(Selected extract):
◇ ◇ ◇ ◇
By subsection (a) (1) of section 721:
'* * * The term “abnormal income” means income of any class * * * if it is abnormal for tbe taxpayer to derive income of such class, or, if the taxpayer normally derives income of such class but the amount of such income of such class includible in the gross income of the .taxable year is in excess of 125 per centum of the average amount of the gross income of the same class for the four previous taxable years * * *.
In subsection (a) (2) several classes of income are described, among them:
(O) Income resulting from * * * research, or development of * * * patents, formulae, or processes * * *, extending over a period of more than 12 months; * * *
While the classes described are not exclusive of others which may be recognized as reasonable under the Commissioner’s regulations, sec. 35.721-2, (Regulations 112; Eitel-McCullough, Inc., 9 T. C. 1132; Premier Products Co., 2 T. C. 445, the taxpayer’s election of a class is irrevocable, section 721 (a) (2), and the Commissioner requires that a taxpayer claiming the relief benefits shall file with its excess profits tax return a detailed statement in duplicate regarding the amounts and classes of income which it deems abnormal, sec. 35.721-3, (Regulations 112.
As petitioner failed to file such a statement or even to refer to sec-, tion 721 on its return for the fiscal year 1941, respondent argues that the omission is fatal to its right to any relief otherwise available, especially since no class of income has been specified in the pleadings and briefs now before the Court, In Soabar Co., 7 T. C. 89, we recognized a taxpayer’s right to make its relief claim under section 721 for the first time in its petition to this Court, and while no “class” of abnormal income is expressly specified here, it is patent from the argument and evidence that petitioner deems its income from the Wheeler contract to be in part abnormal because resulting from the development of patents for grille and air control devices. Being a relief provision, section 721 is to be sympathetically applied, Ramsey Accessories Manufacturing Corporation, 10 T. C. 482, and we shall consider the claim here in issue on its merits.
◇ ◇ ◇ ◇
(Supplied entries):
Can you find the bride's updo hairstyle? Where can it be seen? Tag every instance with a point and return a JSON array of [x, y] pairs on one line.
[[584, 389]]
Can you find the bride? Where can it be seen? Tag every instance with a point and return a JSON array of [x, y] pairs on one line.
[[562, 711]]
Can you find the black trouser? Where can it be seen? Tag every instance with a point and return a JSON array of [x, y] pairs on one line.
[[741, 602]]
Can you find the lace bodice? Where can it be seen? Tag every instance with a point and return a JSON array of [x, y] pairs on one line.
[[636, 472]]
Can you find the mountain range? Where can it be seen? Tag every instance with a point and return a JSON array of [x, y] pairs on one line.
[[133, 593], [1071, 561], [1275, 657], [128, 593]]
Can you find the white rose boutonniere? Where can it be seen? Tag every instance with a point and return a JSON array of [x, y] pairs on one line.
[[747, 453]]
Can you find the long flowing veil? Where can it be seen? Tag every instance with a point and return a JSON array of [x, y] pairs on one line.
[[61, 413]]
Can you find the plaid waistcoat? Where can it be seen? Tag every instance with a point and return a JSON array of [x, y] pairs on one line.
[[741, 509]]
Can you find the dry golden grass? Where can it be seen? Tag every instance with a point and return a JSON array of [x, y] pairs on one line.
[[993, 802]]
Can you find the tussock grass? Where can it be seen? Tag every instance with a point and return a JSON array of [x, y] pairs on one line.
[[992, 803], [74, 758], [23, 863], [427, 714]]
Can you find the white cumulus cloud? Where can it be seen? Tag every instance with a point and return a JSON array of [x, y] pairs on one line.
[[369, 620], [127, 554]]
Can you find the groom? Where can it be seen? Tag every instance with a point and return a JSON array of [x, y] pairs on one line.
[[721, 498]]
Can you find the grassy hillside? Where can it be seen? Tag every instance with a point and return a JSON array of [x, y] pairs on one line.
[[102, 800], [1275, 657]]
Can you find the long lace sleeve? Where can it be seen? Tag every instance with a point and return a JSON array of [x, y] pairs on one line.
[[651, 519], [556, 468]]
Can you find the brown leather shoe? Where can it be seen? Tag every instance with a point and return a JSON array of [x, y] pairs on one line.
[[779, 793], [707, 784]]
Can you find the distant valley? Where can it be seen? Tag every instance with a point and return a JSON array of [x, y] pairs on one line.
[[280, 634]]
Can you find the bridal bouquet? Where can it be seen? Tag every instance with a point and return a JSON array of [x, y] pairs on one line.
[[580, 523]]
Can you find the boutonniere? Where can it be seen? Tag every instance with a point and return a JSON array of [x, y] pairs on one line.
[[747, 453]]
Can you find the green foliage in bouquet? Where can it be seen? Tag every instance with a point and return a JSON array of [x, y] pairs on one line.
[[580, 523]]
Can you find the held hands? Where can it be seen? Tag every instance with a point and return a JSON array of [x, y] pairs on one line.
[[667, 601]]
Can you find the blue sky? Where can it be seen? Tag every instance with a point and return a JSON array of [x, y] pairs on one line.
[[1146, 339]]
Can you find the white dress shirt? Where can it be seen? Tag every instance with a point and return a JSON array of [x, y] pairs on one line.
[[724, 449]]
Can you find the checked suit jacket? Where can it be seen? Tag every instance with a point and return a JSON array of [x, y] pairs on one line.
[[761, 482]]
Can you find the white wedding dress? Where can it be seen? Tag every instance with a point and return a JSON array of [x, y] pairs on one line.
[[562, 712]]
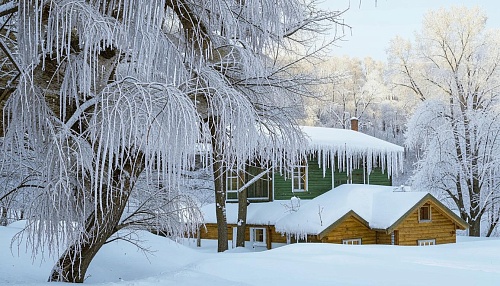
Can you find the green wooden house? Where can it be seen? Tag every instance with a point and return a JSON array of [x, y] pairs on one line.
[[334, 157]]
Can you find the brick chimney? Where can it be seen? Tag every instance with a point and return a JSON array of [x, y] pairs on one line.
[[354, 123]]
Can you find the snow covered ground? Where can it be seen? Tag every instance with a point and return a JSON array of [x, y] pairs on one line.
[[469, 262]]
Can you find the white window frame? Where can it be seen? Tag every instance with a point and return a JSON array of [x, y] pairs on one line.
[[430, 213], [230, 189], [253, 235], [352, 241], [297, 174], [426, 242]]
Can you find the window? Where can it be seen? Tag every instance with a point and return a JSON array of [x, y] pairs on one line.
[[424, 213], [426, 242], [259, 190], [233, 182], [352, 241], [299, 178], [395, 237], [258, 236]]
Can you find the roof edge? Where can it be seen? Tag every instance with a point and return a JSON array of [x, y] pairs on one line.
[[447, 212], [340, 220]]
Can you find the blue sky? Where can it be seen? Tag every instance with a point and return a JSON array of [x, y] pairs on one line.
[[374, 25]]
◇ ◇ ◇ ◇
(Tasks and exercises):
1. From the passage on abnormal income under section 721, put this sentence into Spanish: "Being a relief provision, section 721 is to be sympathetically applied, Ramsey Accessories Manufacturing Corporation, 10 T. C. 482, and we shall consider the claim here in issue on its merits."
2. Proceed with the passage on abnormal income under section 721, picking up after its final sentence.
The entries were taken from a separate source.

(Exercise responses):
1. Al tratarse de una disposición de alivio, la sección 721 debe aplicarse con benevolencia, Ramsey Accessories Manufacturing Corporation, 10 T. C. 482, y examinaremos en cuanto al fondo la reclamación aquí en litigio.

2.
There is no dispute that the $22,050.90, which petitioner received as its share of Controlair profits in fiscal 1941 exceeded 125 per cent of the average amount of its shares for the four base period years by $11,021.87. Hence its income from Controlair was abnormal in this amount under the definition of section 721 (a) (1), and, since Con-trolair was operated as a separate business, we consider petitioner’s income from this source as a “class” within the meaning of subsection (a) (2). Cf. Arrow-Hart & Hegeman Electric Co., 7 T. C. 1350. But it is not enough that the class of income was abnormal. Petitioner must also establish that all or part of it was attributable to other years and must offer a factual basis for the proper allocation of such part among years of the base period to which it was attributable. Otherwise, section 721 affords no relief. Sec. 35.721-3, Regulations 112; Steel or Bronze Piston Ring Corporation, 13 T.. C. 636; Harris Hardwood Co., 8 T. C. 874; Geyer, Cornell & Newell, Inc., 6 T. C. 96.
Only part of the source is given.